> **DATA FOR PROCESSING**:
::::::
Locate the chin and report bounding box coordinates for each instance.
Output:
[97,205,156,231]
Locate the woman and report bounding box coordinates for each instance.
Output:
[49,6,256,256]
::::::
> **WRITTEN EXERCISE**: Convert all the entries above into a two-column CSV with the header columns input and output. Give one row per entry, with the entry's text and its answer each in a single quoted field and any line breaks replaced by spaces.

> **COMPLETED TASK**:
input,output
"Locate the chin and report bounding box coordinates for each instance. Output:","[97,205,156,231]"
"Locate the woman and report bounding box coordinates for each instance. Output:","[49,6,256,256]"